EXTRAIT DU DOCUMENT
Social-démocratie : une crise européenne

Avec la Maison Heinrich Heine et la Fondation Friedrich Ebert, Boulevard-Exterieur a récemment organisé un débat animé par Daniel Vernet sur l’avenir de la social-démocratie en Europe. Felix Butzlaff, chercheur à l’Institut de la recherche sur la démocratie à Göttingen , Gérard Grunberg, directeur de recherche au Centre d’études européennes de Sciences Po, Marc Lazar, directeur du Centre d’histoire de Sciences Po et professeur à l’IEP et à Rome, et Pauline Schnapper, professeur à l’Université Sorbonne Nouvelle se sont interrogés sur la crise de la gauche, la montée et l’impuissance de la gauche radicale. Comment ne pas perdre son âme sans perdre des électeurs ? Comment prendre en compte la mondialisation sans renoncer à combattre les inégalités ? Comment tenir compte des nouveaux clivages sociaux entre « élites » et classes populaires, entre Europe et souverainisme, entre ouverture et protection ? Telles sont les questions auxquelles sont confrontés, dans des conditions différentes selon les pays, les sociaux-démocrates européens.

DONNÉES FOURNIES

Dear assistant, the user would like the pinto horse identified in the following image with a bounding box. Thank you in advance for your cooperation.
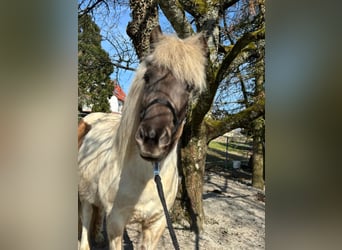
[78,26,206,250]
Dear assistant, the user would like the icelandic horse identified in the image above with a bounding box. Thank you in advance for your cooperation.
[78,26,207,250]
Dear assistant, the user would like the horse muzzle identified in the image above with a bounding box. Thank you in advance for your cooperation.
[135,124,171,161]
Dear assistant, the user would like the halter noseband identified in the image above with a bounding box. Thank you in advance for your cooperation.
[140,98,187,134]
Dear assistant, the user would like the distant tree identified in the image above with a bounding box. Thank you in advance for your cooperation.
[78,14,114,112]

CONSIGNE
Répondez à ces questions sur l'extrait consacré à la social-démocratie :
(a) Qui a animé le débat ?
(b) Dans quel institut Felix Butzlaff est-il chercheur ?
(c) Quels sont les nouveaux clivages sociaux cités ?
Ce matériel n'a aucun lien avec l'extrait.

RÉSULTAT DE L'EXERCICE
(a) Daniel Vernet.
(b) À l'Institut de la recherche sur la démocratie à Göttingen.
(c) Entre « élites » et classes populaires, entre Europe et souverainisme, entre ouverture et protection.